**DATA EXTRACT**
※ ※ ※
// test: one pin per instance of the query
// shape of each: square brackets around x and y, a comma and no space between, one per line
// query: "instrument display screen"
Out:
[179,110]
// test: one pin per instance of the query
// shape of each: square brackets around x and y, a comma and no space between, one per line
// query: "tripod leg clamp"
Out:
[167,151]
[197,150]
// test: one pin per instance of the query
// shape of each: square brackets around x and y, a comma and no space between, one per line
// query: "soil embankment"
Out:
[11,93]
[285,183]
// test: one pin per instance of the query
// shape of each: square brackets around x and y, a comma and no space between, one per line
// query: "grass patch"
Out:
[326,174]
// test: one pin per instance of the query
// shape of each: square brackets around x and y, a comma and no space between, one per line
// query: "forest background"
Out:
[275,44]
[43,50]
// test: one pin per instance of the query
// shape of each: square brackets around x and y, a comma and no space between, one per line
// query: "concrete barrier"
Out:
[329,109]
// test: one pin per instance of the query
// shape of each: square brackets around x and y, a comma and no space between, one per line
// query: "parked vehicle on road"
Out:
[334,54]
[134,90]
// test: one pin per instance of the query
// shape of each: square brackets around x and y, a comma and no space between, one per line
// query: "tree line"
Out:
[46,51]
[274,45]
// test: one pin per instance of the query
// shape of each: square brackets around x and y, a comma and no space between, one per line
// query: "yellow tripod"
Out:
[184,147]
※ ※ ※
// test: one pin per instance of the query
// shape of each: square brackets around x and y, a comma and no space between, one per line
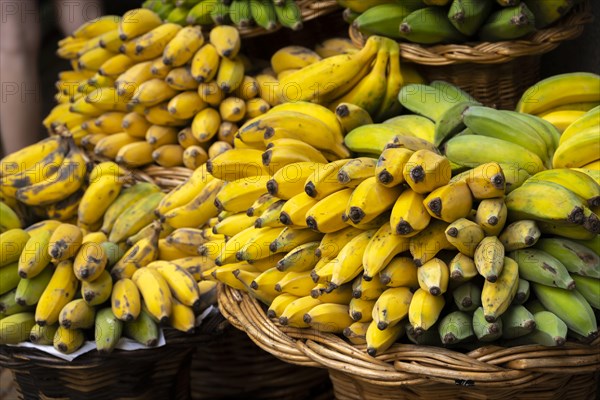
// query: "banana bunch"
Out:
※ ※ ※
**GOAL**
Find every line above that contains the string "tripod", treating uppercase and lowercase as different, and copy each such line in full.

**EXERCISE RESULT**
// query: "tripod leg clamp"
// query: "yellow tripod"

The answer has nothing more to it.